▶ Required actions
(1) Answer these questions using the passage on speech text error correction:
(a) Into which neural network are the candidate characters of the wrong character input?
(b) What happens to the model parameters when the number of iterations is very large?
(c) Of the two fixed input lengths tried, which gave the better effect?
(2) Please carry on the passage on speech text error correction, starting after its last sentence.

▶ Text section
──────

In the speech text error correction subtask, we first constructed the candidate character set of the wrong character, and then input the candidate characters of the wrong character detected in the speech text error detection subtask into the Bi-LSTM neural network, and selected the candidate character with the largest output probability. As our correct character. Compared with other statistical probability models, the Bi-LSTM model we used can better extract the context features between input texts, and then selected the optimal correction characters by comparing different error candidate characters. The experimental results in
Section 3 show that our proposed text error correction model has better text error correction performance with other text error correction models.
In addition, we also explored how the performance of the model changes with the number of iterations as the number of iterations of the model changes. By analyzing the experimental results, we find that when the number of iterations of the model increases slowly, the performance of the model will gradually become better, but when the number of iterations reaches a certain value, the performance of the model will gradually decrease. As the number of model iterations is very large, although the performance on the training set is very effective, the model parameters over-fit the training set data, resulting in poor generalization performance of the model, affecting the effect of the model on the test set. In addition, the text length of the input model will also have an impact on the model’s effects. We chose the maximum sentence length in the dataset and the length of the average sentence as the fixed input length of the model. The experimental results show that the fixed input length of the model has a better effect when the maximum sentence length is taken. Since the input length can take more text features when the maximum sentence length is obtained, a better effect model can be obtained.

──────

▶ Data excerpts
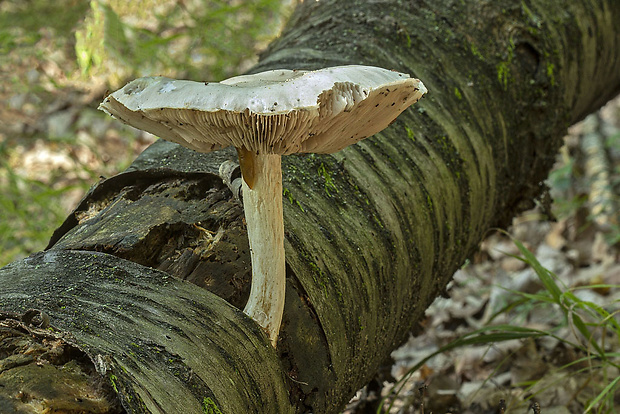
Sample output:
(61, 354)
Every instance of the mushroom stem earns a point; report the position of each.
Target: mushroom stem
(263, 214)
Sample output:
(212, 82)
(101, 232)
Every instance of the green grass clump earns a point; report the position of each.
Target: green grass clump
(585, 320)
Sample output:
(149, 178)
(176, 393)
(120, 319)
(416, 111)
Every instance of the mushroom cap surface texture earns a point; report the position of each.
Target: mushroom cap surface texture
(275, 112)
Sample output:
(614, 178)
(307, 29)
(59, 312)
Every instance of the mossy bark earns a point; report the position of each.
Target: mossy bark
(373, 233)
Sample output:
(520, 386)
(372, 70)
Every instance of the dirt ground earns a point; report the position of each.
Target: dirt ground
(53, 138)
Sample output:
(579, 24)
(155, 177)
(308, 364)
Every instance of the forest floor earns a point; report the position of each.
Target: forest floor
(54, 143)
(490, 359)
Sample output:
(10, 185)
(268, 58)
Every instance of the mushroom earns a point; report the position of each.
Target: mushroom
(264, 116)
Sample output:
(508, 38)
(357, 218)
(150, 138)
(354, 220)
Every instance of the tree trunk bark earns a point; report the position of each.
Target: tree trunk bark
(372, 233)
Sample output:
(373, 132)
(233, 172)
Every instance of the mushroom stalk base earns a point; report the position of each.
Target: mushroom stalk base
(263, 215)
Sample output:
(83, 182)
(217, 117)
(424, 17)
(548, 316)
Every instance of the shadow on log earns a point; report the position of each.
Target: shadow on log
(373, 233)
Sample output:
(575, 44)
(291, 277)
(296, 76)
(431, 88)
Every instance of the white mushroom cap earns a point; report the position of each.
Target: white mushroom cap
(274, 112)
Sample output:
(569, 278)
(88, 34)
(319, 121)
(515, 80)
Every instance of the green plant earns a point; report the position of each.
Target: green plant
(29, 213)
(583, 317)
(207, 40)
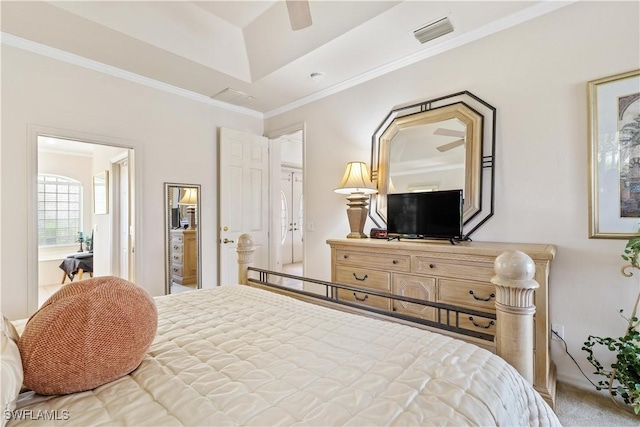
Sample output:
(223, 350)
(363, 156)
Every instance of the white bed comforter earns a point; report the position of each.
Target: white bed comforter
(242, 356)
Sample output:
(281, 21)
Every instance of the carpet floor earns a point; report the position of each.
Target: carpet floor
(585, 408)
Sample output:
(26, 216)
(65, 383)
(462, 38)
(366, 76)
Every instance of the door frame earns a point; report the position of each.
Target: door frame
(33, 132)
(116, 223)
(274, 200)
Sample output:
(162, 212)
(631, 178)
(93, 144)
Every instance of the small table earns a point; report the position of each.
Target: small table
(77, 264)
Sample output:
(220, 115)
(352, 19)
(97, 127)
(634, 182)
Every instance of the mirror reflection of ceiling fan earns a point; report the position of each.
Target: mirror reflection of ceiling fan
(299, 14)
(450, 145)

──────

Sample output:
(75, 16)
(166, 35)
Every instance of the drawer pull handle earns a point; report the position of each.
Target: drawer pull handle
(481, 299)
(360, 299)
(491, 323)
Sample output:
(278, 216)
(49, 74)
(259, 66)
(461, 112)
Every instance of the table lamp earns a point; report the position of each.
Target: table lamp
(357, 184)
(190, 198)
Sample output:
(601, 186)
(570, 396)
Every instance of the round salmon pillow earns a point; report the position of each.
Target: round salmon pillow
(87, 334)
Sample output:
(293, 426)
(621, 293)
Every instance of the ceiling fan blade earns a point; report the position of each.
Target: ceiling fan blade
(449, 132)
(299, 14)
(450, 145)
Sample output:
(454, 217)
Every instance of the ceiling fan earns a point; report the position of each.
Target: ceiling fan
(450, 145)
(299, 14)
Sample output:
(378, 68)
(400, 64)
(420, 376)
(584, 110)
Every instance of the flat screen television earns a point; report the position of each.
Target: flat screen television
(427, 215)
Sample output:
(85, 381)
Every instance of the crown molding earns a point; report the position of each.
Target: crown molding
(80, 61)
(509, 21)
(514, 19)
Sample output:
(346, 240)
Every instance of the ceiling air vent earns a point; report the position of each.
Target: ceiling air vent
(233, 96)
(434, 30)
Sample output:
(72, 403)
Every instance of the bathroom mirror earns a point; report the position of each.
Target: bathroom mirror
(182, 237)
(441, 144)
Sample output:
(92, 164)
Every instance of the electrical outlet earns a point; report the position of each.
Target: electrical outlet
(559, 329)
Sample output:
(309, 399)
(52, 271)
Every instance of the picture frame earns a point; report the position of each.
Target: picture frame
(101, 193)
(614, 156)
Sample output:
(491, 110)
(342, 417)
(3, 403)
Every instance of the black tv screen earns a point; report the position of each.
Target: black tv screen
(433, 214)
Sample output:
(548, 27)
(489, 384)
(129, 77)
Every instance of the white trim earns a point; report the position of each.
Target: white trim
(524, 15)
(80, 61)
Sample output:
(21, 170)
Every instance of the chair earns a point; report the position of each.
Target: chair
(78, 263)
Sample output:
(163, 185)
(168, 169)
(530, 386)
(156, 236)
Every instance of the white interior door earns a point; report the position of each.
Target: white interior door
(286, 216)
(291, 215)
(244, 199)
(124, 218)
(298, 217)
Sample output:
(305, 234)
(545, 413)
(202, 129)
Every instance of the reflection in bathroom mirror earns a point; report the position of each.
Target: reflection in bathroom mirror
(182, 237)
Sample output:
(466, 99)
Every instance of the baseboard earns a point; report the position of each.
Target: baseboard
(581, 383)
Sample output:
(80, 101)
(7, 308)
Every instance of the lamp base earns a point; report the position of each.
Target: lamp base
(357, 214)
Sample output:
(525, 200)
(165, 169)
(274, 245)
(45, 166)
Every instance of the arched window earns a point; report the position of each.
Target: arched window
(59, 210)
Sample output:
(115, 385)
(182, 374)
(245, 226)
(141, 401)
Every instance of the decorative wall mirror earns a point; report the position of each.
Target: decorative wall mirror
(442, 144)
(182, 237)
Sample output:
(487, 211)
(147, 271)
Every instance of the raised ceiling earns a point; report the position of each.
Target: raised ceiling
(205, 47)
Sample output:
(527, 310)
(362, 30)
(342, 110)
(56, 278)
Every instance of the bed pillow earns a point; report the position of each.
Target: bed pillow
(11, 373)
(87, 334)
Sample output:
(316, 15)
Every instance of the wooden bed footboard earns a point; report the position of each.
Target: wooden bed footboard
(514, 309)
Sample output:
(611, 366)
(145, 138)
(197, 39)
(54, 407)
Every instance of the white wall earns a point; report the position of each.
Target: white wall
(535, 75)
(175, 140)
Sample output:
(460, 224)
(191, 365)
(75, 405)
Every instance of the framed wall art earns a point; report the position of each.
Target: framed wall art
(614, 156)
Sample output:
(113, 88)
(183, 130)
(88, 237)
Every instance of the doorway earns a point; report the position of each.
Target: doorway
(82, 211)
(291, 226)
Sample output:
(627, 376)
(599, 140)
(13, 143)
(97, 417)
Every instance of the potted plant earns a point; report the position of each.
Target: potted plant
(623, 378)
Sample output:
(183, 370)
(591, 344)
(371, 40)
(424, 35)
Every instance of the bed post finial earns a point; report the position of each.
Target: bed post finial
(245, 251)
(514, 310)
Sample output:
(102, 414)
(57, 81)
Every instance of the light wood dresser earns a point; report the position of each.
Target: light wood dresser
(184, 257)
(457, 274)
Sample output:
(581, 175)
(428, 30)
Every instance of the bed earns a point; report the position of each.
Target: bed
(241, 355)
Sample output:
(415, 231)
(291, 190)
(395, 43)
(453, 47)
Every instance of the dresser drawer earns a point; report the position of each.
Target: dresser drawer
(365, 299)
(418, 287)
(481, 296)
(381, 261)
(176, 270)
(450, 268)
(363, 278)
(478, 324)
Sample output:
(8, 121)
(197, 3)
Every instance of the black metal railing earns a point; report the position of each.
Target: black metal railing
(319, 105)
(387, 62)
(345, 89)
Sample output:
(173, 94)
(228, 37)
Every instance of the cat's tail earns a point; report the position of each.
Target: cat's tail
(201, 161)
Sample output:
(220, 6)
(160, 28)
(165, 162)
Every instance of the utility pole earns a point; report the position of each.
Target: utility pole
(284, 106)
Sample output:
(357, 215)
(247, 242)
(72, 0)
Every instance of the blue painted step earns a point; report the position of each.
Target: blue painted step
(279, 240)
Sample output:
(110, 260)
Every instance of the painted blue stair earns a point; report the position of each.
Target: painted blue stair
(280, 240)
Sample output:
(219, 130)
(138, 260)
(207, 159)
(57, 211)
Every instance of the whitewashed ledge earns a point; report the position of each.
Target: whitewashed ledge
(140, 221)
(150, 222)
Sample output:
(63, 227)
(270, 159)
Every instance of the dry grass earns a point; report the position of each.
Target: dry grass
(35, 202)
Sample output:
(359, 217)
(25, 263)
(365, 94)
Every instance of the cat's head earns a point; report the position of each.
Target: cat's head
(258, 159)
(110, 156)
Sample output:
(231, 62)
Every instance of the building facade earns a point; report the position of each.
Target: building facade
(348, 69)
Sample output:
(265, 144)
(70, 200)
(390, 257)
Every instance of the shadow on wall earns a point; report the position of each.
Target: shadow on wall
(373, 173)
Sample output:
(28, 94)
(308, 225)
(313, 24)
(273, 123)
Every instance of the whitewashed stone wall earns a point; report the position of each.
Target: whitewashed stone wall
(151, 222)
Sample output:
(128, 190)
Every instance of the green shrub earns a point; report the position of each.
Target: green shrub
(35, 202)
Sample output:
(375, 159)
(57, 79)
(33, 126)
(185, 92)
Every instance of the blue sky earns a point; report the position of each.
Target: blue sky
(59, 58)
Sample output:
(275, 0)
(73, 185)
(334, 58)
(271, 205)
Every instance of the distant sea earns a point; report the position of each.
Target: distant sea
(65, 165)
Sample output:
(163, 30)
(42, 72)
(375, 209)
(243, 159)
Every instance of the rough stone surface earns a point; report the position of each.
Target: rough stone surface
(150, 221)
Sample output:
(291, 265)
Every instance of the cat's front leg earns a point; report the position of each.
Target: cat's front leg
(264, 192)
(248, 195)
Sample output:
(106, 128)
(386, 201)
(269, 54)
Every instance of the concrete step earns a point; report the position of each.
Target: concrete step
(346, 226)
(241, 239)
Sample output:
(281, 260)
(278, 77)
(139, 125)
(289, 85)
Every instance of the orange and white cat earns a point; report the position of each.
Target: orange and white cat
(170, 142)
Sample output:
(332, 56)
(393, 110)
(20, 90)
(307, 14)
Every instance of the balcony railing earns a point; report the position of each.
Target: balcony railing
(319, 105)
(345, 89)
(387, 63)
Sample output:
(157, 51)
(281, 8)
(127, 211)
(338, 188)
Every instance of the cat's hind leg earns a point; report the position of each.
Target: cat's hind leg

──────

▶ Exercise results
(1)
(a) The Bi-LSTM neural network.
(b) They over-fit the training set data, which gives the model poor generalization performance and affects its results on the test set.
(c) The maximum sentence length.

(2)
5. Conclusions and Future Work
The development of speech recognition technology is closely related to the progress of wireless networks. With the rapid development of wireless network technology [
51,
52,
53,
54,
55,
56], speech recognition technology will be more and more widely used in the field of Internet of Things. Due to the problems of dialect and accent, it is necessary to correct the text after speech recognition before displaying. However, text processing technology for speech recognition has been attracted more and more attention of researchers. This paper proposes a text processing model after Chinese speech recognition based on a LSTM neural network model and CRF technology. The model can fully extract the context information of the input text. Through the analysis of the experimental results, we found that compared with other models, our proposed neural network model has better text error detection and correction performance.
In addition, by increasing the amount of data in the replacement set, the error detection and correction performance of the model can be further improved.
In this article, raw data was processed by a character-level model. Given the advantages of the word-level model, we can try to process the raw data using a word-level model. In addition, in the phonetic text, in addition to homophones and approximations, there may be grammatical errors, which can be used as our next research direction.